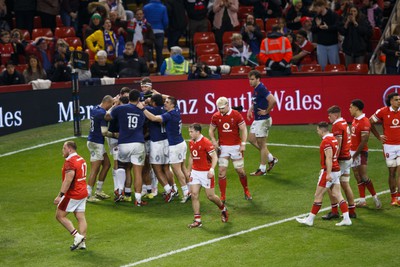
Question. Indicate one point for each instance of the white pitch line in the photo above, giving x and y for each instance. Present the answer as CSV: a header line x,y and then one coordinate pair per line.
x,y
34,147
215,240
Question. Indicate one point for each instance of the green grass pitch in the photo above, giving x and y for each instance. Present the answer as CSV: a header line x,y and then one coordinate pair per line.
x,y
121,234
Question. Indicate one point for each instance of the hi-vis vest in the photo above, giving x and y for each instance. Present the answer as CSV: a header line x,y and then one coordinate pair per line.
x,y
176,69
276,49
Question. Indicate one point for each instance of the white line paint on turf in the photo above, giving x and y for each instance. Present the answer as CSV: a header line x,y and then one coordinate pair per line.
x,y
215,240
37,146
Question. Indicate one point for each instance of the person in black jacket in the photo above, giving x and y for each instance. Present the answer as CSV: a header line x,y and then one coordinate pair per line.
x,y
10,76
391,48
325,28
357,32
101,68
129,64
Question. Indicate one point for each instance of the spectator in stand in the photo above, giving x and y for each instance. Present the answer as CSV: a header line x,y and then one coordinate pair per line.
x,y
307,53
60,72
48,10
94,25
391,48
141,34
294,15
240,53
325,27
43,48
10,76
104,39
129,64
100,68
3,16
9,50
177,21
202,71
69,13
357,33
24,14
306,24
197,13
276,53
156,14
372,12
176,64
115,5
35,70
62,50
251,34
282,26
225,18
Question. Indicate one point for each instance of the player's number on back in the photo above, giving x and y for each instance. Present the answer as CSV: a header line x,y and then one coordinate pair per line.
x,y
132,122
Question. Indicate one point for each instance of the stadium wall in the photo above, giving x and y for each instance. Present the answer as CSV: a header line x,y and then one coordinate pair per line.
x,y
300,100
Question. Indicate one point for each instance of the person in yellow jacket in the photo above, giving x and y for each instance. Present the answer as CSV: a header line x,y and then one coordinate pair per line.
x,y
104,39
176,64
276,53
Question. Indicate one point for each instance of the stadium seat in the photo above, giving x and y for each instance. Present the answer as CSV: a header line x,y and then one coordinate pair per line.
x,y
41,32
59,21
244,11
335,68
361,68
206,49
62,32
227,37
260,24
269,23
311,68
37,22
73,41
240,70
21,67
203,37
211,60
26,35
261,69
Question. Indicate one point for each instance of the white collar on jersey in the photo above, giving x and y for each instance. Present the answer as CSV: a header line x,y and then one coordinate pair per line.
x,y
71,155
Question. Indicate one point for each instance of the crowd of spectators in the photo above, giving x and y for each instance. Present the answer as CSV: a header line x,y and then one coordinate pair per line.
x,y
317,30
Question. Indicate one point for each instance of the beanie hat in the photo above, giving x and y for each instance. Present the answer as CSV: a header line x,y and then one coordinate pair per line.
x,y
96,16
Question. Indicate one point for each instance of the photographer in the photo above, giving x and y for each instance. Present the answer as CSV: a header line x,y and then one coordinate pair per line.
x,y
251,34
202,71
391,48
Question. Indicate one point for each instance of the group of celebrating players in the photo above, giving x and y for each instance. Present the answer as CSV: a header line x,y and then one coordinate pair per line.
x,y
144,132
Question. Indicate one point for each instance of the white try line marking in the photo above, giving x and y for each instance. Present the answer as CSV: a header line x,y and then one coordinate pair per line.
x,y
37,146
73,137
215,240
==
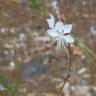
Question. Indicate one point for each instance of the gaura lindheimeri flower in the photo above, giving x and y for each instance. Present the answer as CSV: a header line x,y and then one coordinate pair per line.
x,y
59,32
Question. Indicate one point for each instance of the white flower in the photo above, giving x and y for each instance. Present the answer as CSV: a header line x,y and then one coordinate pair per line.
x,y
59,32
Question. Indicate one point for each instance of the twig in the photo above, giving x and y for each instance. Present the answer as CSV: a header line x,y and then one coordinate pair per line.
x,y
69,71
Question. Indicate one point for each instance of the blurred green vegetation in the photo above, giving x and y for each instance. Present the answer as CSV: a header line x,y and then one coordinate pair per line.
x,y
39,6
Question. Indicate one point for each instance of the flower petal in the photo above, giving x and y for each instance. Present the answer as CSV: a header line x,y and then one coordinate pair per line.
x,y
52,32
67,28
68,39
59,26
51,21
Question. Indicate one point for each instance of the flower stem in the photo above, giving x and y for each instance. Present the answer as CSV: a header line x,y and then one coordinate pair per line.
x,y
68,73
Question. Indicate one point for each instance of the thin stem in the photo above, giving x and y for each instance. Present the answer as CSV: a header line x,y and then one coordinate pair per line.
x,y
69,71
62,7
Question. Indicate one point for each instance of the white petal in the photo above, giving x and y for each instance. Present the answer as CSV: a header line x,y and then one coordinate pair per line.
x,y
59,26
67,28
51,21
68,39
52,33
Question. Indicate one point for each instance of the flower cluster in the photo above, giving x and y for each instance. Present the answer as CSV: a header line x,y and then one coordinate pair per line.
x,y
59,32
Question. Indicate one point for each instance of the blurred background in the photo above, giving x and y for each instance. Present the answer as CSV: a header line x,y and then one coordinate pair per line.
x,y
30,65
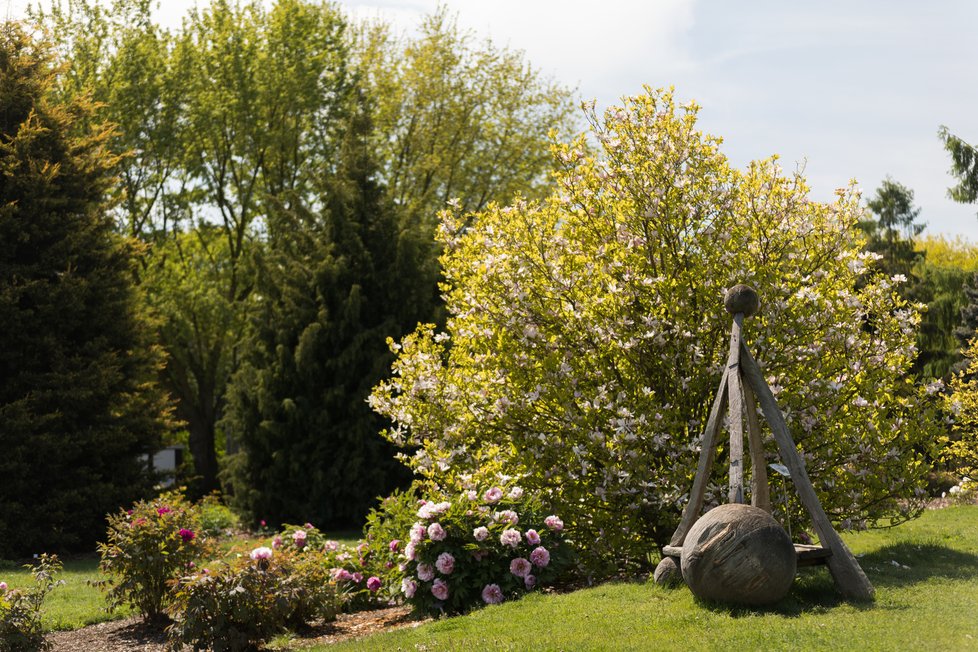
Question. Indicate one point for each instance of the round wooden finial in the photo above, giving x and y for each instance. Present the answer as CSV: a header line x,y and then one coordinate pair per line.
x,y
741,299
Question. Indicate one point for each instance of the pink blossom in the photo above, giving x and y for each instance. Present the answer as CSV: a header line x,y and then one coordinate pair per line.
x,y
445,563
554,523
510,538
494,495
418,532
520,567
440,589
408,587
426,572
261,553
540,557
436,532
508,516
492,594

= WORK REQUIRED =
Extract each line of the entries above that contains the word "jacket".

= RESULT FOR THIS TASK =
Question. Indicate one point for each instance of the person in black jacket in the photo above, giving x and y for each instance. Present the answer as CSV: a header line x,y and then one coordinate pair per line.
Question. Indicate one point for each instance of the person in yellow jacket in the photo above, giving x and y for each instance. Present the answer as CSV: a header line x,y and then one coordinate pair per line.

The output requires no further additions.